Job:
Reproduce the line that contains "Target: asphalt texture" and every line after it through the end of the records, exactly, with nothing added.

** begin Exercise material **

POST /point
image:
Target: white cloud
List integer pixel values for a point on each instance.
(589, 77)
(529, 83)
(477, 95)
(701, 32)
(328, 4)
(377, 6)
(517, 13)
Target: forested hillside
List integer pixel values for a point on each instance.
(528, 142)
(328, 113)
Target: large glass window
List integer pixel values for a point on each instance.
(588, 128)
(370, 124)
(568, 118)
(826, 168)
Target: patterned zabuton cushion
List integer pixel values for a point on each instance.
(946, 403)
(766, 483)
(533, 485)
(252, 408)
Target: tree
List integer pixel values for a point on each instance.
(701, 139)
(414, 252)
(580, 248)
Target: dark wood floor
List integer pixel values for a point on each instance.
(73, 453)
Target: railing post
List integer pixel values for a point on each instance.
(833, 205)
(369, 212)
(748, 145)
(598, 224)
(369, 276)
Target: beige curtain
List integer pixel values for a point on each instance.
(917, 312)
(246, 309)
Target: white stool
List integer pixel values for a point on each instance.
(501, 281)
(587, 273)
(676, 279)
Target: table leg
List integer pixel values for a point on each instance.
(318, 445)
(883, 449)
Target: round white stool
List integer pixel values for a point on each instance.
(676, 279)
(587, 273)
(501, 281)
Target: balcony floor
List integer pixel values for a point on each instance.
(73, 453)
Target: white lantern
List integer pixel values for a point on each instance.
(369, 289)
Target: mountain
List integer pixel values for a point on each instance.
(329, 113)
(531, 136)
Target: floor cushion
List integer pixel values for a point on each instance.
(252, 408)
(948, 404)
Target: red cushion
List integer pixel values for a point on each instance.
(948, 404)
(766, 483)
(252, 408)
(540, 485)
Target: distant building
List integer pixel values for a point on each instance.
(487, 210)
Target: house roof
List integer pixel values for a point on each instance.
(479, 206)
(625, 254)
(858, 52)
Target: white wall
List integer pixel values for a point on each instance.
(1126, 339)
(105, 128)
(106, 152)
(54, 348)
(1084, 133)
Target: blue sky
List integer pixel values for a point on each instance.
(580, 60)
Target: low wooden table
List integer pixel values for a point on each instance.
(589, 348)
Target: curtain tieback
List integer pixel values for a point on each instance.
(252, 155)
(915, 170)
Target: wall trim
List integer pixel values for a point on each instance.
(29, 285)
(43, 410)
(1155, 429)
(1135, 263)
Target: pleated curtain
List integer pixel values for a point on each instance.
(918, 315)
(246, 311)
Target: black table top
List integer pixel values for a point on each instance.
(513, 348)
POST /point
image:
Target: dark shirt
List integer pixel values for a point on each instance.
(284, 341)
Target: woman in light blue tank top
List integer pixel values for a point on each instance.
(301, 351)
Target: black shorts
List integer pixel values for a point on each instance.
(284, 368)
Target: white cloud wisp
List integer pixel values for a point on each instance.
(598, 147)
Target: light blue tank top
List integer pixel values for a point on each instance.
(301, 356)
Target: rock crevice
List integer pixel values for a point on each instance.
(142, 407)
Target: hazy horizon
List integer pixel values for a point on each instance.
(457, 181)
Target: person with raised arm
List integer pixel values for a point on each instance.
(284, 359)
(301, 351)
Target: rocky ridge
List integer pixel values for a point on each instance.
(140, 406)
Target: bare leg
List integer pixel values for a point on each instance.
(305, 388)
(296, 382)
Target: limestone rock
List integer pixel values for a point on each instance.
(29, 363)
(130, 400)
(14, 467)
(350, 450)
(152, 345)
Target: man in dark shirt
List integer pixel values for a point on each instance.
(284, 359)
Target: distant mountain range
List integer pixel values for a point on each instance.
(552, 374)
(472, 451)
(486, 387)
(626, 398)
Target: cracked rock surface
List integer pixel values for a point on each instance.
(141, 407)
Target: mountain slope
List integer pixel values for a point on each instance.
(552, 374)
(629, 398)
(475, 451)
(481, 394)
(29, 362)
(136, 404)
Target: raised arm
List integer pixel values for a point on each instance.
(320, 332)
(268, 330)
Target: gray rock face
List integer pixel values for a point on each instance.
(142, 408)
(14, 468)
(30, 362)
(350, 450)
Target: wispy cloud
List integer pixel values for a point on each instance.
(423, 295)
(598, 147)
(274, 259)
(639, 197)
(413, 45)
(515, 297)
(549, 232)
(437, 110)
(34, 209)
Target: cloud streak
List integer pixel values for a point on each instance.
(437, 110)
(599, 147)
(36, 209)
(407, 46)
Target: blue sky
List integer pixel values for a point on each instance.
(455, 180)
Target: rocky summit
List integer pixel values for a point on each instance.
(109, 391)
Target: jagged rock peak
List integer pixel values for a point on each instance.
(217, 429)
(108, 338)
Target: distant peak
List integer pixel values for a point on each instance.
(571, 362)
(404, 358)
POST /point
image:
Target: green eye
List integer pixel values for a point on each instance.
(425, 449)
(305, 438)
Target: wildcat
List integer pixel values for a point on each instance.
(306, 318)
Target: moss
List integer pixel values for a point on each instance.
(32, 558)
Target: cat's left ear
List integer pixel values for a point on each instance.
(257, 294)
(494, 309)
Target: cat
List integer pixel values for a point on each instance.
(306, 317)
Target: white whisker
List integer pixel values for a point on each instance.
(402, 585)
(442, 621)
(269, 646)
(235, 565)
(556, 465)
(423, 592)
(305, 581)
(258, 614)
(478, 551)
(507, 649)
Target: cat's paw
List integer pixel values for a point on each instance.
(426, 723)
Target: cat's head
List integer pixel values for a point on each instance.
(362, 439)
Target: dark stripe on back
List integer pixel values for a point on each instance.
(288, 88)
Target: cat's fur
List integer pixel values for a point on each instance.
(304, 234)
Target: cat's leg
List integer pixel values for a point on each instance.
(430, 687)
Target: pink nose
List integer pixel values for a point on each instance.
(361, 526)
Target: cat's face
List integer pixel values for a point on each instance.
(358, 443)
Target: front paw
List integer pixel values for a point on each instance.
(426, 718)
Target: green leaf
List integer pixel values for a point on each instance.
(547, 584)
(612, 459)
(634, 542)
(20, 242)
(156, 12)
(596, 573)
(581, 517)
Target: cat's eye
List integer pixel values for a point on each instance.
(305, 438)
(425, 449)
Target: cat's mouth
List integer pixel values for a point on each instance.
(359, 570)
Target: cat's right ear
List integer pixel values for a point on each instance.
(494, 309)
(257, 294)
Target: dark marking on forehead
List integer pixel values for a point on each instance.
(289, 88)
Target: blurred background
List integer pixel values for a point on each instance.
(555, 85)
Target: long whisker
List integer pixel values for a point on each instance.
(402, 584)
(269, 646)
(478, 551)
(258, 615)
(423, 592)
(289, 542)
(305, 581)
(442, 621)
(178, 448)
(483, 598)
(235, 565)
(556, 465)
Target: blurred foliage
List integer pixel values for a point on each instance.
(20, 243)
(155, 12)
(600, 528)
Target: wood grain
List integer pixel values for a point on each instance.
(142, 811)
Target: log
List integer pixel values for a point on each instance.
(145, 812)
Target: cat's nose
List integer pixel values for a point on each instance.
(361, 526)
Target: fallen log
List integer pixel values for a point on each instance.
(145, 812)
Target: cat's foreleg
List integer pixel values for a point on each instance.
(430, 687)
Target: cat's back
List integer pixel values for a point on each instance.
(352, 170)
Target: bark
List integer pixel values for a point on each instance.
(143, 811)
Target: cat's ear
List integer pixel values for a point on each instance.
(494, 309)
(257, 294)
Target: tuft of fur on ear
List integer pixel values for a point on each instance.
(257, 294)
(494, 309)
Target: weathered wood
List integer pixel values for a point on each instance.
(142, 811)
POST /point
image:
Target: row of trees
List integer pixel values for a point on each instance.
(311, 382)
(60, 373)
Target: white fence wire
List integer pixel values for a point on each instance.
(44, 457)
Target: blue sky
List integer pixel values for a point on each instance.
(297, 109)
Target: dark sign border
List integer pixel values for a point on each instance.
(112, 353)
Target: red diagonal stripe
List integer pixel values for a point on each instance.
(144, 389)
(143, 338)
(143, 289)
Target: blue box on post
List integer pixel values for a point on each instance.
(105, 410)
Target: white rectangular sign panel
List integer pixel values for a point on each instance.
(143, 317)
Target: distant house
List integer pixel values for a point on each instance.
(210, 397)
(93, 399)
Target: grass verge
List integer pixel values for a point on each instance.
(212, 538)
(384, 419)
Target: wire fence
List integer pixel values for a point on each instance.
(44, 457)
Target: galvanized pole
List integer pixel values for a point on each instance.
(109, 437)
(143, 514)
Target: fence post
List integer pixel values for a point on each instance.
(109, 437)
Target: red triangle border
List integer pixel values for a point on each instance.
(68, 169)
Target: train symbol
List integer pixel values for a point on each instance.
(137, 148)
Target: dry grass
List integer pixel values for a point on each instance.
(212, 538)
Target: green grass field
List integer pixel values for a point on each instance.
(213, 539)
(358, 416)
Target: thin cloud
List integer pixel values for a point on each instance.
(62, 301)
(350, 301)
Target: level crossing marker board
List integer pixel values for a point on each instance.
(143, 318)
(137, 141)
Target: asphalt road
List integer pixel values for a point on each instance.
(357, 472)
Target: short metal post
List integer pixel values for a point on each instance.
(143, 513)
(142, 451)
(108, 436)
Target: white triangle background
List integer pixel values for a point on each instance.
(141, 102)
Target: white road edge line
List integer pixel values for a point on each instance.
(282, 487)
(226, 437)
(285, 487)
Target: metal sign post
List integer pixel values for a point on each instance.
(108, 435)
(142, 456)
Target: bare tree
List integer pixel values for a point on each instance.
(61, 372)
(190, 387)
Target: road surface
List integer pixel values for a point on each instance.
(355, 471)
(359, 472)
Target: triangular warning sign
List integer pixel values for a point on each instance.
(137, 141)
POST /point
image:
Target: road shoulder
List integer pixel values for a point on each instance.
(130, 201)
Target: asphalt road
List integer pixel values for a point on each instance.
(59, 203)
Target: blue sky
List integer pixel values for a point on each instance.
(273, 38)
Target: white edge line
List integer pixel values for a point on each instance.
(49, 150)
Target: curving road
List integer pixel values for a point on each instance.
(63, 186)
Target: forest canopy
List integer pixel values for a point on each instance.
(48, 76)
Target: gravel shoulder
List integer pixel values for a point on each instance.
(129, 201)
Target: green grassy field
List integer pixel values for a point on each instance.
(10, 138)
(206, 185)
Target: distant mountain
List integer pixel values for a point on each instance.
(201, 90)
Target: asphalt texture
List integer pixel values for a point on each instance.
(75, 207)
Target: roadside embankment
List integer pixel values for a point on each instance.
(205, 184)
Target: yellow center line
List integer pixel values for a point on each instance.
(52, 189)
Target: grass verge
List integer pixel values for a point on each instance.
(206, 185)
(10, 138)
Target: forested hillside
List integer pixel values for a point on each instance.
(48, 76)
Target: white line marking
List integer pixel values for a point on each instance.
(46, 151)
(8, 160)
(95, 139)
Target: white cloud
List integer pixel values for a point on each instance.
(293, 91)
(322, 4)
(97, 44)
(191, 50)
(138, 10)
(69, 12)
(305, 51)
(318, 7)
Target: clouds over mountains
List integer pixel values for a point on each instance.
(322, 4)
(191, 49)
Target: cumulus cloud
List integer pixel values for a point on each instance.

** end Exercise material **

Result below:
Target: asphalt texture
List integer pixel values for a point on each instance.
(75, 207)
Target: roadside embankment
List integer pixel values for a point on each instance.
(205, 184)
Target: yellow center line
List integer pixel values for a point on each instance.
(52, 189)
Target: grass verge
List integer pixel values for a point on each instance.
(206, 185)
(10, 138)
Target: forested hillside
List integer pixel values for a point on each instance.
(48, 76)
Target: white line marking
List integer pixel values for a point on each instance.
(46, 151)
(8, 160)
(95, 139)
Target: white cloud
List integer pixel values for a point on each instance.
(293, 91)
(322, 4)
(97, 44)
(191, 50)
(138, 10)
(69, 12)
(305, 51)
(318, 7)
Target: clouds over mountains
List integer pixel values for a point on each instance.
(322, 4)
(191, 49)
Target: cumulus cloud
List integer pixel values for a point on each instance.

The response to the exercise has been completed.